**What this task involves**
Arrange every line of the records below as a Markdown table with the columns n and Line, numbering the rows in order. Leave out blank lines.

**Excerpts from point annotation data**
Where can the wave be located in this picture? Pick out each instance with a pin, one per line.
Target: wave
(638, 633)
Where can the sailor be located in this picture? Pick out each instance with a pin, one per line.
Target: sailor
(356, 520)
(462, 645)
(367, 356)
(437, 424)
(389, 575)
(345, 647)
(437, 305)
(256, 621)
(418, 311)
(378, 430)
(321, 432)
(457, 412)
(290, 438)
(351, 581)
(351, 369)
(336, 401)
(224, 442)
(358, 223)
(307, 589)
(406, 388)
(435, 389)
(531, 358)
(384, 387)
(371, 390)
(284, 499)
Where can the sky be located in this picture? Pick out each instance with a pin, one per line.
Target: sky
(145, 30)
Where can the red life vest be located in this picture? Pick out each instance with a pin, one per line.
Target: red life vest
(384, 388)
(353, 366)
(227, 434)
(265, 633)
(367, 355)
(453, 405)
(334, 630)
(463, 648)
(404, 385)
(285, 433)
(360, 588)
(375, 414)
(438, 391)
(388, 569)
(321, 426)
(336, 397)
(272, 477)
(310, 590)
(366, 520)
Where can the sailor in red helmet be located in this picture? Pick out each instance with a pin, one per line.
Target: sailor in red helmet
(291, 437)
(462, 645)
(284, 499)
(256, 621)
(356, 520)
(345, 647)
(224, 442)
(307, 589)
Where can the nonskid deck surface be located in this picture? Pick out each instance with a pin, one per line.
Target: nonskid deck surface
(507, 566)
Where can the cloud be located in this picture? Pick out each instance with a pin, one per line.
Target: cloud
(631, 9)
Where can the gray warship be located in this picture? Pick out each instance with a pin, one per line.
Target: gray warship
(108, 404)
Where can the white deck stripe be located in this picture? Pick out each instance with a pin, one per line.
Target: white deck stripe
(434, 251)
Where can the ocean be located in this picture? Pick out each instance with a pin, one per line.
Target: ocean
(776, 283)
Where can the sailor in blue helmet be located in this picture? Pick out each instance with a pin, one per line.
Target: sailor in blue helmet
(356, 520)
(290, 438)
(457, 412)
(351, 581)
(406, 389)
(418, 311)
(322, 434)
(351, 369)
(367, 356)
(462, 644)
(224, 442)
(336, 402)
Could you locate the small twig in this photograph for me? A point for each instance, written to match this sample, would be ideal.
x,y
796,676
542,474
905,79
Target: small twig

**In response**
| n | Line |
|---|---|
| 1 | Where can the wave be located in this picture? Pick out each instance with a pin, one per line. |
| 2 | Target: wave |
| 3 | (638, 633) |
| 4 | Where can the sailor be located in this picture? Pick out each instance with a pin, one per line. |
| 5 | Target: sailor |
| 6 | (356, 520) |
| 7 | (462, 645) |
| 8 | (367, 356) |
| 9 | (437, 424) |
| 10 | (389, 575) |
| 11 | (345, 647) |
| 12 | (437, 305) |
| 13 | (256, 621) |
| 14 | (418, 311) |
| 15 | (378, 430) |
| 16 | (321, 432) |
| 17 | (457, 412) |
| 18 | (290, 438) |
| 19 | (351, 581) |
| 20 | (351, 369) |
| 21 | (336, 401) |
| 22 | (224, 442) |
| 23 | (358, 223) |
| 24 | (307, 589) |
| 25 | (406, 388) |
| 26 | (435, 389) |
| 27 | (531, 358) |
| 28 | (384, 387) |
| 29 | (371, 390) |
| 30 | (284, 499) |
| 31 | Where can the sky be located in this picture? Pick out each instance with a pin, one per line. |
| 32 | Target: sky |
| 33 | (145, 30) |
| 34 | Where can the red life vest be located in this picture? Pick out each instance with a pin, one per line. |
| 35 | Target: red life vest |
| 36 | (384, 388) |
| 37 | (353, 366) |
| 38 | (227, 434) |
| 39 | (265, 633) |
| 40 | (367, 355) |
| 41 | (453, 405) |
| 42 | (334, 630) |
| 43 | (463, 648) |
| 44 | (404, 385) |
| 45 | (285, 433) |
| 46 | (360, 588) |
| 47 | (375, 414) |
| 48 | (438, 391) |
| 49 | (388, 569) |
| 50 | (321, 426) |
| 51 | (336, 397) |
| 52 | (272, 477) |
| 53 | (310, 590) |
| 54 | (366, 520) |
| 55 | Where can the sailor in red helmet be located in this picture? Pick out each instance with a pin, one per line. |
| 56 | Target: sailor in red helmet |
| 57 | (291, 437) |
| 58 | (462, 645) |
| 59 | (284, 499) |
| 60 | (256, 621) |
| 61 | (356, 520) |
| 62 | (345, 647) |
| 63 | (224, 442) |
| 64 | (307, 589) |
| 65 | Where can the nonskid deck surface be located in this picture? Pick out each instance with a pin, one per line. |
| 66 | Target: nonskid deck surface |
| 67 | (507, 566) |
| 68 | Where can the cloud be located in this picture? Pick out each instance with a pin, one per line. |
| 69 | Target: cloud |
| 70 | (631, 9) |
| 71 | Where can the gray warship be located in this picture? Pick out each instance with a pin, one per line. |
| 72 | Target: gray warship |
| 73 | (108, 404) |
| 74 | Where can the white deck stripe be located in this picture? Pick out each instance with a pin, one per line. |
| 75 | Target: white deck stripe |
| 76 | (434, 251) |
| 77 | Where can the ocean be located in this picture? Pick out each instance with a pin, one per line. |
| 78 | Target: ocean |
| 79 | (776, 283) |
| 80 | Where can the sailor in blue helmet be located in this picture? Pick out each instance with a pin, one per line. |
| 81 | Target: sailor in blue helmet |
| 82 | (356, 520) |
| 83 | (290, 438) |
| 84 | (457, 412) |
| 85 | (351, 581) |
| 86 | (406, 389) |
| 87 | (418, 311) |
| 88 | (322, 434) |
| 89 | (351, 369) |
| 90 | (367, 356) |
| 91 | (462, 644) |
| 92 | (224, 442) |
| 93 | (336, 402) |
| 94 | Could you locate the small twig in this photograph for me? A point for each instance, written to match this sample, would be ideal. |
| 95 | x,y |
| 96 | 796,676 |
| 97 | 542,474 |
| 98 | 905,79 |
| 99 | Target: small twig |